> **SET TASK**: Quote each line exactly, from the line that contains "Reviewer check: every instance of the utility" down to the last line of the listing, and no other lines.

• • • • • • •

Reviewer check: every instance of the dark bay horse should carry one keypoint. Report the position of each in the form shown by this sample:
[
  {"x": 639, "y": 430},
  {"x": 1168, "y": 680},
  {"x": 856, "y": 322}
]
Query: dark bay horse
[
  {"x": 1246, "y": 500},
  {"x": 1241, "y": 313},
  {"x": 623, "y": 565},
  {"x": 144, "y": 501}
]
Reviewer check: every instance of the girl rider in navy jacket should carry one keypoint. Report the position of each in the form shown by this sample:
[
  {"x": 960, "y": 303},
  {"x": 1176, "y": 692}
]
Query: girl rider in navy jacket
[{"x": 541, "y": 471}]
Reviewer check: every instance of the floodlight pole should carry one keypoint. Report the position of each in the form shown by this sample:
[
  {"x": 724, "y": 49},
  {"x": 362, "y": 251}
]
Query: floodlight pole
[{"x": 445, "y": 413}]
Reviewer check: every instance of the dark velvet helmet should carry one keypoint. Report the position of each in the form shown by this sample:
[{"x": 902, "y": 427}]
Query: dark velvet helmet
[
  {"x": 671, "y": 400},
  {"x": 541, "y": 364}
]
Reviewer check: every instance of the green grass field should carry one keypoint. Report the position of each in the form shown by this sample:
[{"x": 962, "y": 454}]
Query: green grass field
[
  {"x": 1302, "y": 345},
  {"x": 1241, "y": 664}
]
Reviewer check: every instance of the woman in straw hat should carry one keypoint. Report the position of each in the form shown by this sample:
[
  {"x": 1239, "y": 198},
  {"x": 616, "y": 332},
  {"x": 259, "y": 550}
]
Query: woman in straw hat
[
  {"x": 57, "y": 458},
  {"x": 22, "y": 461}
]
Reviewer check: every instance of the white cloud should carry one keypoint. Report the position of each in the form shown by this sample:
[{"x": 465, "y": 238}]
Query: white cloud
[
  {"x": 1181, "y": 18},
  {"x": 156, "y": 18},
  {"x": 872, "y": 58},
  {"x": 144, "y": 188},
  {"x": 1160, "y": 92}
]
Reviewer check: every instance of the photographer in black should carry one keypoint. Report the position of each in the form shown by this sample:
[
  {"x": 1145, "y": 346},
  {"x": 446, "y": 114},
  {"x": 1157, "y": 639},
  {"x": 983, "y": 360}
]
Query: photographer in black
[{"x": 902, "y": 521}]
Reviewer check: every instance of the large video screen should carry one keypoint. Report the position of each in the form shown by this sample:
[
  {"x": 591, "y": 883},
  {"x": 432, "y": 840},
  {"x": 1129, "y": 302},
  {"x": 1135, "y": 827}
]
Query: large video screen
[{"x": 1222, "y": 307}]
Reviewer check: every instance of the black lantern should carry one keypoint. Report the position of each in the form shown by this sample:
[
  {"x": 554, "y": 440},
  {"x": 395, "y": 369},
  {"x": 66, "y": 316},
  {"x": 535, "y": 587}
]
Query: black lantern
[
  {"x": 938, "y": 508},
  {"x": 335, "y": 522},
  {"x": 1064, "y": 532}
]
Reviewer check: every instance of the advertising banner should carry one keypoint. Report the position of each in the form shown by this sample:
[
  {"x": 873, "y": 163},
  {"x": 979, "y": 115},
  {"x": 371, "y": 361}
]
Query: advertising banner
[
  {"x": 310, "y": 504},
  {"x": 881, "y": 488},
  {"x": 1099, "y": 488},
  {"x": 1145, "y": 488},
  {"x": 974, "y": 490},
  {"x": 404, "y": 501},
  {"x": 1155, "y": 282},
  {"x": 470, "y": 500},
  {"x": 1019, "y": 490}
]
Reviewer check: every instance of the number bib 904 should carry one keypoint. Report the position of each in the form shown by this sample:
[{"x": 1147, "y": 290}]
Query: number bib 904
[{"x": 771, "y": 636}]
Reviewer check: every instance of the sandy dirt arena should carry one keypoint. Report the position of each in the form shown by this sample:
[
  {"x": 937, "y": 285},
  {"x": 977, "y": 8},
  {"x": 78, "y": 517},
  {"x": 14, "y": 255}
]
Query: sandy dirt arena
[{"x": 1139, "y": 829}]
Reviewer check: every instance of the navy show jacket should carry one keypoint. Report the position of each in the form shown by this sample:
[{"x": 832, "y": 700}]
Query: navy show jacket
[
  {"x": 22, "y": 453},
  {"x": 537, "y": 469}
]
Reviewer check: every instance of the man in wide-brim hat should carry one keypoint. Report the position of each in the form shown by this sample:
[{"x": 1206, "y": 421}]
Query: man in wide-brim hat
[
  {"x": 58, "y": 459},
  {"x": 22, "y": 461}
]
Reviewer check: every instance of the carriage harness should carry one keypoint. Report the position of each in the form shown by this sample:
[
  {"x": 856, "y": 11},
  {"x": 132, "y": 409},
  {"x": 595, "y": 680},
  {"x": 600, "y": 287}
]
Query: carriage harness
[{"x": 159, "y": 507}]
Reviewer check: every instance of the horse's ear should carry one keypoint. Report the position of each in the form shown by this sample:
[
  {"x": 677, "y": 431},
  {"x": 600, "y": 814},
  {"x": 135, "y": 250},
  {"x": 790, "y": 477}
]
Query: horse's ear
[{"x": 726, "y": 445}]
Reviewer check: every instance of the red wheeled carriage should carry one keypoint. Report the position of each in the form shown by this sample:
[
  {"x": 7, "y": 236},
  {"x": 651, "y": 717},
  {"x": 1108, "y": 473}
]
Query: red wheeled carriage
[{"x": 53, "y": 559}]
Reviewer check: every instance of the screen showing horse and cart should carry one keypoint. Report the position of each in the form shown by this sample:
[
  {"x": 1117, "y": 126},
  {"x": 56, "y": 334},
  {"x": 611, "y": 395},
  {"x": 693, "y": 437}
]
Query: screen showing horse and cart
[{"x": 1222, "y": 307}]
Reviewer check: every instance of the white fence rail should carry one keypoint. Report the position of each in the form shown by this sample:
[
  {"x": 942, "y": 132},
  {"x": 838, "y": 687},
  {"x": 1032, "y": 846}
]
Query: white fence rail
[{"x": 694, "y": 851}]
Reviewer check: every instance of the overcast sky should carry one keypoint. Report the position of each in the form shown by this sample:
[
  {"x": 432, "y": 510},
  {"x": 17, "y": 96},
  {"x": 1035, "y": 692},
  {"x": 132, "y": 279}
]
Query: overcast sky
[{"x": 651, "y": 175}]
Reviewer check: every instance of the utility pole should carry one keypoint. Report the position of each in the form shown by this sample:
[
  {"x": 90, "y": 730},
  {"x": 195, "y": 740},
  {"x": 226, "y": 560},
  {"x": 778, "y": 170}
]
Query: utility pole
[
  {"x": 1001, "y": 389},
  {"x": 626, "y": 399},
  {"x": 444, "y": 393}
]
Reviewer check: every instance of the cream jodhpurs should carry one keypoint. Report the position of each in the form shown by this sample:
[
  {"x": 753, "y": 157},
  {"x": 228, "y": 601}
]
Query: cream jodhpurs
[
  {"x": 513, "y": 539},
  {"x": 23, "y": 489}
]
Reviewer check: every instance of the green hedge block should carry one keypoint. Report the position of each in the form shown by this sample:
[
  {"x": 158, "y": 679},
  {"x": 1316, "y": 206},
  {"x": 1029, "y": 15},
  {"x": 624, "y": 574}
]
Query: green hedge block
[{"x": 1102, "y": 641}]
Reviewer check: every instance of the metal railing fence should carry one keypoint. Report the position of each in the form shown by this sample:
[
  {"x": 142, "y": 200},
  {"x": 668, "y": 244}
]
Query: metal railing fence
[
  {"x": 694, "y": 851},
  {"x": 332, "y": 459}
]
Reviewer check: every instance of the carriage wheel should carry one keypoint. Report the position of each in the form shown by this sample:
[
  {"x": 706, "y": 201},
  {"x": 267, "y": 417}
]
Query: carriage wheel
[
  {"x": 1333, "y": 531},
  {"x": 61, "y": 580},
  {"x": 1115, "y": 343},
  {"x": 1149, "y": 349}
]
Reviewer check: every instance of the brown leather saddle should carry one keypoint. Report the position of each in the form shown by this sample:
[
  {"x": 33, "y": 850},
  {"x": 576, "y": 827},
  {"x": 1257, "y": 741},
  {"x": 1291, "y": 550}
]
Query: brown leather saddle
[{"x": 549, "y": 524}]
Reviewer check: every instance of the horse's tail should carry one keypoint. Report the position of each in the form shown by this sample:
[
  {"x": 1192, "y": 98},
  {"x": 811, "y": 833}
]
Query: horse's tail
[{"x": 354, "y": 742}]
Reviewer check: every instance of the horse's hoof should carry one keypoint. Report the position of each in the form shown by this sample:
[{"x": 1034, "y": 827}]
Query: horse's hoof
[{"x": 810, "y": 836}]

• • • • • • •

> **RESPONSE**:
Reviewer check: every instance of the utility pole should carry one keypoint. Report the position of each in the form shown by this sample:
[
  {"x": 90, "y": 730},
  {"x": 195, "y": 740},
  {"x": 226, "y": 560},
  {"x": 778, "y": 170}
]
Query: utility pole
[
  {"x": 1001, "y": 389},
  {"x": 626, "y": 399},
  {"x": 444, "y": 393}
]
Reviewer check: every instance of the cream jodhpurs should carry one keypoint. Report the position of each in the form shown by this sample:
[
  {"x": 753, "y": 157},
  {"x": 228, "y": 601}
]
Query: cream jodhpurs
[
  {"x": 513, "y": 539},
  {"x": 23, "y": 489}
]
Reviewer check: every instance of the green hedge block should carry one keypoint. Report the position of each in the form shown by this sample:
[
  {"x": 158, "y": 679},
  {"x": 1316, "y": 206},
  {"x": 1029, "y": 15},
  {"x": 624, "y": 574}
]
Query: green hedge block
[{"x": 1102, "y": 641}]
Reviewer check: every instance of the metal railing fence should carry one keypoint. Report the position of each in the form shown by this sample:
[
  {"x": 142, "y": 200},
  {"x": 668, "y": 244}
]
Query: metal railing fence
[
  {"x": 694, "y": 851},
  {"x": 332, "y": 459}
]
Reviewer check: every instance of the carriage wheel should carry one keypoint. Report the position of each in the form shown by this sample:
[
  {"x": 706, "y": 201},
  {"x": 267, "y": 417}
]
Query: carriage wheel
[
  {"x": 1333, "y": 531},
  {"x": 61, "y": 580},
  {"x": 1115, "y": 343},
  {"x": 1149, "y": 349}
]
Reviewer check: every instance of the brown leather saddle should carry one keypoint. Report the position of each in the form shown by this sample:
[
  {"x": 33, "y": 850},
  {"x": 576, "y": 827},
  {"x": 1257, "y": 741},
  {"x": 1291, "y": 550}
]
Query: brown leather saddle
[{"x": 549, "y": 524}]
Reviewer check: every instance of the horse's tail should carry one keypoint. Report the position of each in the form shown by this sample:
[
  {"x": 1192, "y": 98},
  {"x": 811, "y": 833}
]
Query: horse's tail
[{"x": 354, "y": 742}]
Reviewer check: every instance of the horse's hoof should carry one keypoint. Report the position of each in the form shown by this sample:
[{"x": 1034, "y": 827}]
Query: horse's hoof
[{"x": 810, "y": 836}]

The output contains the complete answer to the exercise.